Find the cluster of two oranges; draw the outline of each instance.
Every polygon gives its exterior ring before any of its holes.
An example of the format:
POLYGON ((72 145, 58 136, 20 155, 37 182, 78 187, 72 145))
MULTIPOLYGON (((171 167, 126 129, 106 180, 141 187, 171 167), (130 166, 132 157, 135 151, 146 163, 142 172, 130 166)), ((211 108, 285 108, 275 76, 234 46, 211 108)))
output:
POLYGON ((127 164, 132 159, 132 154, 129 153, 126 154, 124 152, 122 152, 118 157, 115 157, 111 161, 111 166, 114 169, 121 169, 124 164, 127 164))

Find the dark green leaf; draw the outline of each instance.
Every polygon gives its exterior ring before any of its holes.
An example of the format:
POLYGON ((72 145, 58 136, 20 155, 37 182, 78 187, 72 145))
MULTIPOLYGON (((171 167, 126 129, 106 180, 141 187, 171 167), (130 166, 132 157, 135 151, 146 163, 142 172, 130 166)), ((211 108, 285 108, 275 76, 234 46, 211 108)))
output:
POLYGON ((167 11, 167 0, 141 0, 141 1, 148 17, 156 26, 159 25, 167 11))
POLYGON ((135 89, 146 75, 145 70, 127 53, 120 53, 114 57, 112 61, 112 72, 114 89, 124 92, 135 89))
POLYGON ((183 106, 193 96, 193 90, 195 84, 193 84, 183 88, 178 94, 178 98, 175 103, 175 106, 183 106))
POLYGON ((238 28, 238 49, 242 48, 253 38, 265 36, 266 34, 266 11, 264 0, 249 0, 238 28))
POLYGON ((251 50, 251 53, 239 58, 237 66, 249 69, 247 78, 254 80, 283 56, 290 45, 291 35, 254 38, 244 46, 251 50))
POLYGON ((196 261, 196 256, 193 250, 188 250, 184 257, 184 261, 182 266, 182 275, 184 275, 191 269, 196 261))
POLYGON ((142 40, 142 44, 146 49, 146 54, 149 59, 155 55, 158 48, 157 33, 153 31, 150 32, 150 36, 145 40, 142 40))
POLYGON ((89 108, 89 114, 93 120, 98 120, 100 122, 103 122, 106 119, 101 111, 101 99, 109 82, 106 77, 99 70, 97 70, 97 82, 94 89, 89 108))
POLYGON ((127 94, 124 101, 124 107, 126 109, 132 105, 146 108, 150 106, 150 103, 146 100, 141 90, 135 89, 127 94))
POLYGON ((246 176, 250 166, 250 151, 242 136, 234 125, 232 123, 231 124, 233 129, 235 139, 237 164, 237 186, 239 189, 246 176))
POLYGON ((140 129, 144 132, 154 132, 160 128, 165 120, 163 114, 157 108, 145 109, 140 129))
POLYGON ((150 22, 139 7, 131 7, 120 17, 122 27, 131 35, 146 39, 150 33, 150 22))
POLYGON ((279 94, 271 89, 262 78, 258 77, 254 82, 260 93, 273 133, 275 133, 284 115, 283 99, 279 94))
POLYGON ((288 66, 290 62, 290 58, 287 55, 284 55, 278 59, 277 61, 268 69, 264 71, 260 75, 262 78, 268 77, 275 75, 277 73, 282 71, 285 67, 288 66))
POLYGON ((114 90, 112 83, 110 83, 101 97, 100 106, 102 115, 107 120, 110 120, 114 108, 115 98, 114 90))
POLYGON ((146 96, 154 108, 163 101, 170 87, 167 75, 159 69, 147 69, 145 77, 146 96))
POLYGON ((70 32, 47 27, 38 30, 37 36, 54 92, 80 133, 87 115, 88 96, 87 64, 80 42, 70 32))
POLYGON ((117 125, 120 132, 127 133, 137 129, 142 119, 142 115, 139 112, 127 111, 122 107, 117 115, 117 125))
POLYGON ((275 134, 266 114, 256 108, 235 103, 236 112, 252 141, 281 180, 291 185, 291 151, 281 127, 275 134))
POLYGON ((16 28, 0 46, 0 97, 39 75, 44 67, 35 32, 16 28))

Required work - Substitute "light green" for "dark green" in everything from the line containing "Find the dark" down to the line containing "POLYGON ((196 261, 196", and give only those lines back with nothing else changed.

Output of the exercise -
Find the light green leaf; draw the outline of each instance.
Every polygon gives its exterior ring before any of its holes.
An example of the format:
POLYGON ((72 145, 58 136, 20 155, 37 182, 78 187, 72 145))
MULTIPOLYGON (((171 167, 126 129, 106 180, 141 187, 171 167), (130 166, 132 157, 135 151, 146 163, 142 172, 130 166)), ((211 108, 285 108, 275 76, 234 46, 211 108)))
output:
POLYGON ((167 11, 167 0, 141 0, 141 1, 148 17, 156 26, 159 25, 167 11))
POLYGON ((135 89, 146 75, 145 70, 127 53, 120 53, 114 57, 112 61, 112 72, 114 89, 124 92, 135 89))
POLYGON ((183 106, 193 96, 193 90, 195 84, 193 84, 183 88, 178 94, 178 98, 175 103, 175 106, 183 106))
POLYGON ((238 28, 238 49, 242 48, 253 38, 265 36, 266 34, 266 11, 264 0, 249 0, 238 28))
POLYGON ((251 50, 251 53, 239 58, 237 66, 249 69, 247 78, 254 80, 283 56, 290 45, 291 35, 254 38, 244 46, 251 50))
POLYGON ((196 261, 196 256, 193 250, 188 250, 184 257, 184 261, 182 266, 182 275, 184 275, 191 269, 196 261))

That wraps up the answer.